#### Supplied passage ####

Psychological defense mechanisms protect individuals from experiencing unpleasant emotions, such as anxiety and guilt. Each person without exception utilizes them though may be unaware of this. In my life, there were a lot of situations when various defense mechanisms helped me to cope. For example, some time ago, I started to smoke tobacco once in a while. It began with a cigarette a day, and I was convinced that infrequent smoking in small amounts would not cause nicotine dependence. I was aware of the negative effects of tobacco on health, yet kept on using it and, shortly after, the number of cigarettes smoked each day increased. I continued to persuade myself that I smoked just because I truly enjoyed the process and that I would be able to quit at any moment. Nevertheless, by the time some adverse physical symptoms appeared and I decided that I did not want to use tobacco anymore, it became much more difficult to stop than I used to believe.
The defense mechanism applicable to the described case is denial. Although I knew that tobacco use causes dependence, I denied this fact and refused to admit that I also can develop it. I preferred to enjoy the immediate pleasures of smoking and refused to face reality as it was (although such a choice seems evidently poor now). Obviously, thoughts about the detrimental effects of smoking on health are unpleasant and, therefore, denial helped me to block them from consciousness.
Another defense mechanism that I frequently used in various situations is displacement. It refers to using a substitute object to satisfy any emotional impulse, such as frustration or aggression, that was induced by another object or event. For instance, as a child, I had spent a lot of time drawing. Occasionally, I failed to make drawings look as I imagined them and it made me sad. However, instead of associating my sadness with the lack of skills and admitting that I needed to practice more, I could start to quarrel with my sister without any significant reason or burst in a tantrum shortly after a drawing session because of something absolutely unrelated to drawing. I substituted the objects for satisfying my frustration because thinking about my creative incapabilities would be very disappointing.
Avoidance is also one of the most commonly used psychological defense mechanisms. It refers to one’s refusal to encounter objects that cause unpleasant emotions or deal with distressing situations. I recall that the grandfather of a friend of mine became very ill. Since the realization that he could soon pass away was too hard to bear, she postponed visiting him and, instead, occupied her time with working and studying more than before. Clearly, seeing her grandfather in poor condition could induce anxiety, stress, and grief. Thus, my friend avoided meeting him and even thinking about his illness. For a short time, avoidance helped her to cope with unpleasant emotions. However, she was aware that avoiding the situation for a long time would not make things better. On the contrary, avoidance would eventually worsen anxiety because staying away from a loved person when they come through hard times could besides add the feeling of guilt. Moreover, wasting the last moments one can spend with a family member who is dying could also induce regret. Therefore, avoidance cannot be considered a positive coping mechanism even though it helps to reduce fear and anxiety for some time.

#### Dataset ####

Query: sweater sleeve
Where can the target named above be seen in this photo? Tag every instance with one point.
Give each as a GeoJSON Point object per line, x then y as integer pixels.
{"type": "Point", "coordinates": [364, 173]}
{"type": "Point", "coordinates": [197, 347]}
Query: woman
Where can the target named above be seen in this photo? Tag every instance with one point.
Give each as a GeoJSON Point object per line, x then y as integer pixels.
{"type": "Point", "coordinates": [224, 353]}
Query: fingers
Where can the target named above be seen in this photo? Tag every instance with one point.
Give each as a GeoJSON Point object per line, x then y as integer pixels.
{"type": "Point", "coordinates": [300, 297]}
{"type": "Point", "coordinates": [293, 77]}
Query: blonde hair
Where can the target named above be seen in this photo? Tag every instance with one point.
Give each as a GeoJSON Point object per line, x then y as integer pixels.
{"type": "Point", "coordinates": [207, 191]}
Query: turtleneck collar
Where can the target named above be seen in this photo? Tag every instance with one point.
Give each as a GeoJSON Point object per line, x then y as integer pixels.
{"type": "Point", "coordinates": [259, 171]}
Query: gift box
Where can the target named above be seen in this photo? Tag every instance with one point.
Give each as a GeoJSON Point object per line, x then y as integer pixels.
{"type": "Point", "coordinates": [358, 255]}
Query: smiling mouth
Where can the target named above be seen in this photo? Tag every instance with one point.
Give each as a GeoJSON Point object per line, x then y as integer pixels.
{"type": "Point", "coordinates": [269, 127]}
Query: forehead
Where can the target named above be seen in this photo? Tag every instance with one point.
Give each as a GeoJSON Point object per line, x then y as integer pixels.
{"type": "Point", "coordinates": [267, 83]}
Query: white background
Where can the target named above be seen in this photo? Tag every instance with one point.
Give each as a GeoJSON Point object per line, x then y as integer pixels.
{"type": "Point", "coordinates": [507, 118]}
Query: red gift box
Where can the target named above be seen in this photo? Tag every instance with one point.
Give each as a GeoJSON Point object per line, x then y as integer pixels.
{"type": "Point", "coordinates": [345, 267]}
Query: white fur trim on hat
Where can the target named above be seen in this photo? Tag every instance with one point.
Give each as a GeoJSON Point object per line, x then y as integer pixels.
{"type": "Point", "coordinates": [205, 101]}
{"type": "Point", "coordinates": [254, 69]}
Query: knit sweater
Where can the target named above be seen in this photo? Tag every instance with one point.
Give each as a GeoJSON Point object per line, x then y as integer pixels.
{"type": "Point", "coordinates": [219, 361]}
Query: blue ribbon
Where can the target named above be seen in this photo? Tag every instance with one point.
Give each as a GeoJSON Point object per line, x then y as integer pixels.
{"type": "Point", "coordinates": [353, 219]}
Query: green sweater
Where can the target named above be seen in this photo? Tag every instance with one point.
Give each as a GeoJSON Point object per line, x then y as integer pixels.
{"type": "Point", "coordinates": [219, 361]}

####

Exercise instructions:
1. Rewrite the defense mechanisms text starting at "The defense mechanism" and ending at "them from consciousness.", renaming "denial" as "negation" throughout.
2. In the text on psychological defense mechanisms, what did the friend occupy her time with instead of visiting her ill grandfather?
The material above is separate from the text on psychological defense mechanisms.

Solutions below:
1.
The defense mechanism applicable to the described case is negation. Although I knew that tobacco use causes dependence, I denied this fact and refused to admit that I also can develop it. I preferred to enjoy the immediate pleasures of smoking and refused to face reality as it was (although such a choice seems evidently poor now). Obviously, thoughts about the detrimental effects of smoking on health are unpleasant and, therefore, negation helped me to block them from consciousness.

2. She occupied her time with working and studying more than before.